SHORT PROBLEM →
Write out the whole listing exactly as it stands.
══════════════════════════════
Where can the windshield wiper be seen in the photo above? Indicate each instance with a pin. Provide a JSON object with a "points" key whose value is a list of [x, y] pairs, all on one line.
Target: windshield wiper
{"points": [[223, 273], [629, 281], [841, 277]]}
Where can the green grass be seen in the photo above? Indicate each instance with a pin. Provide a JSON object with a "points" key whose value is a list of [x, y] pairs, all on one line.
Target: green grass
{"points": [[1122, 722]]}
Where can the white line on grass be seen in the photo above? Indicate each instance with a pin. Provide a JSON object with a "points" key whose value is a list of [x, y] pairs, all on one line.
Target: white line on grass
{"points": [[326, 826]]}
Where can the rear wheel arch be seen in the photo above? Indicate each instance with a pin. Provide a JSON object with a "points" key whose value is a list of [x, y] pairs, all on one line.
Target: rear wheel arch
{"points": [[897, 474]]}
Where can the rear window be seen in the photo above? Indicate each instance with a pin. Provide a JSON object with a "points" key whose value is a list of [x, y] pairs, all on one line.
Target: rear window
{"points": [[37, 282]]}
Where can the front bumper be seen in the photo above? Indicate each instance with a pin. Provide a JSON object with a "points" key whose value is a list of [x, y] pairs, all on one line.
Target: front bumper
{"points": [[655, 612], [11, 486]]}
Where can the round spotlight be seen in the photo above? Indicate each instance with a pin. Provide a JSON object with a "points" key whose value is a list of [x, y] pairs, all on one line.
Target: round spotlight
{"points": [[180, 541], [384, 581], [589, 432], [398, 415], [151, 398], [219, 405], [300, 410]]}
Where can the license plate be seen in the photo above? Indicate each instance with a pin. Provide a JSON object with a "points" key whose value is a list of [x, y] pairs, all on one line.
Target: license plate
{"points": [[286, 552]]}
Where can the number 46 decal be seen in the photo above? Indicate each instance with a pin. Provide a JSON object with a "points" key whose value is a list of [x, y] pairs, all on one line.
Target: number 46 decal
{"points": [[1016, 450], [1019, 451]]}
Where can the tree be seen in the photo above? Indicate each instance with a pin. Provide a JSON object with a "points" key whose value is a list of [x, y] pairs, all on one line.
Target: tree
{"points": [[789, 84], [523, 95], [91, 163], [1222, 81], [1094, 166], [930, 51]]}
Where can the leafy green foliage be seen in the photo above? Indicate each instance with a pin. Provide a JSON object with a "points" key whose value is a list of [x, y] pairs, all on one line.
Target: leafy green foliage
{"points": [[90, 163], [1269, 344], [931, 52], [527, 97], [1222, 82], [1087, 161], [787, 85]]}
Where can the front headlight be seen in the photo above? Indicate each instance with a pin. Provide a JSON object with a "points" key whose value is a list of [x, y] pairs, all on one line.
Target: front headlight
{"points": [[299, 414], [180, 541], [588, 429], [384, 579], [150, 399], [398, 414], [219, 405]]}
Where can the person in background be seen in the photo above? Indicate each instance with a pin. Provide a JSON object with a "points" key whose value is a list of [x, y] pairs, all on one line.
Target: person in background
══════════════════════════════
RESPONSE TO THIS EXERCISE →
Where can the windshield wiper be seen in the photo above? Indicate each instance with a pin. Provide a JSON object with a "points" key whose value is a list of [x, y] pairs, all on one line.
Target: windshield wiper
{"points": [[223, 273], [629, 281], [841, 277]]}
Where can the green grass be seen in the photo above? Indicate each instance with a pin. Provide a JSON object with a "points" key whose value is a list of [x, y] pairs, all on one line.
Target: green grass
{"points": [[1122, 722]]}
Where can the white line on grass be seen in the photo above? Indicate each instance with a pin. Provide a JSON object with a "points" key whose value is a list of [x, y] pairs, all on one line.
Target: white line on grass
{"points": [[326, 826]]}
Where can the rear wheel arch be seen in the photo above? Indicate each instance with a pin. Provide a JSON object with a "points" key whose value is a list of [x, y] pairs, all on one line.
Target: rear wheel arch
{"points": [[897, 474]]}
Where can the rear window be seen in the photo above? Indicate each instance with a pin. Provide a JSON object with a "points" key whose value is a list of [x, y] pairs, all on one line.
Target: rear window
{"points": [[37, 282]]}
Where can the front bumper be seen in the photo above? Indicate each instance with a pin. Provide a JSON object with a "points" key whose value is a list of [x, y] pairs, all on one line.
Target: front bumper
{"points": [[655, 612], [11, 486]]}
Where can the round spotlight be seen in the photo above? Indicate each instance with a pin. Provide a JSON object with a "points" key whose value is a list of [x, y] pairs, all on one line.
Target: round spotlight
{"points": [[180, 541], [384, 581], [589, 432], [398, 415], [151, 398], [219, 405], [300, 410]]}
Where can the license plate be seen in the photo above? Indicate each instance with a pin. Provide a JSON object with a "points" key whose value is a list of [x, y] pairs, all on one line.
Target: license plate
{"points": [[286, 552]]}
Where can the number 46 decal be seen in the photo above? Indicate each instance with a pin. Provide a JSON object with a "points" key whose value is a list of [x, y] pairs, all on one line.
Target: number 46 decal
{"points": [[1016, 450], [1019, 451]]}
Where can the tree be seen in the photo above? Indicate each instance with a pin. Provide a JSON object with a "points" key whose value is a list of [x, y] pairs, all on one line.
Target: tree
{"points": [[789, 84], [523, 95], [91, 163], [1222, 81], [1094, 166], [930, 51]]}
Where can the leafy green foliage be seen in the photo above? Indicate each instance with a pin. Provide a JSON object with a "points" key whose value is a list of [x, y] pairs, all on one line.
Target: leafy green foliage
{"points": [[90, 163], [1269, 344], [931, 52], [527, 97], [1222, 82], [1087, 161], [787, 85]]}
Where can the front headlight be seen in the photo above? Indicate each instance with a pin. Provide a JSON object with a "points" key whose value is a list of [x, y] pairs, all on one line.
Target: front headlight
{"points": [[299, 414], [180, 541], [588, 429], [384, 579], [150, 399], [398, 414], [219, 405]]}
Where can the person in background be seen in the photo above? Indicate each instance with a pin. Provide a JSON object with a "points" key whose value is a list of [x, y] pairs, all on one line.
Target: person in background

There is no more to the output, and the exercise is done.